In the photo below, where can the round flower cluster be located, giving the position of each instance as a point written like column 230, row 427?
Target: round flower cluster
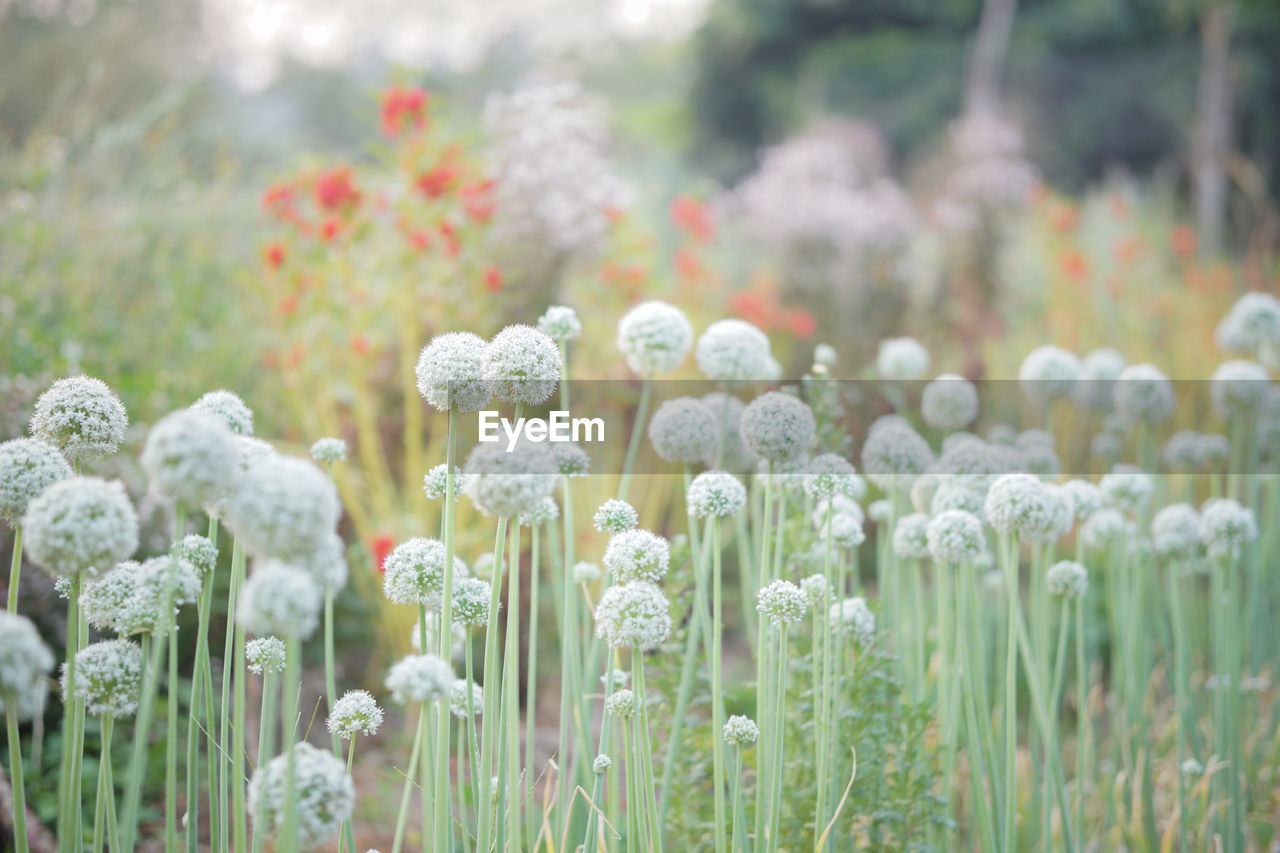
column 635, row 615
column 323, row 796
column 27, row 468
column 355, row 712
column 1068, row 579
column 716, row 495
column 229, row 407
column 636, row 555
column 449, row 372
column 654, row 337
column 80, row 523
column 732, row 350
column 420, row 678
column 682, row 430
column 615, row 516
column 81, row 416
——
◆ GIVEN INSTRUCTION: Reproduce all of the records with "round flower cluster" replaced by "spherical flower head" wherever it occurs and every other part unchanged, leaving out the pictures.

◆ EXERCISE RESPONSE:
In the photo below, where can the spherical flower head be located, giving the position of each instance as a point written like column 230, row 427?
Target: spherical flower head
column 635, row 615
column 323, row 796
column 27, row 468
column 355, row 712
column 1068, row 579
column 716, row 495
column 229, row 407
column 636, row 555
column 449, row 372
column 654, row 337
column 80, row 523
column 732, row 350
column 420, row 678
column 682, row 430
column 615, row 516
column 81, row 416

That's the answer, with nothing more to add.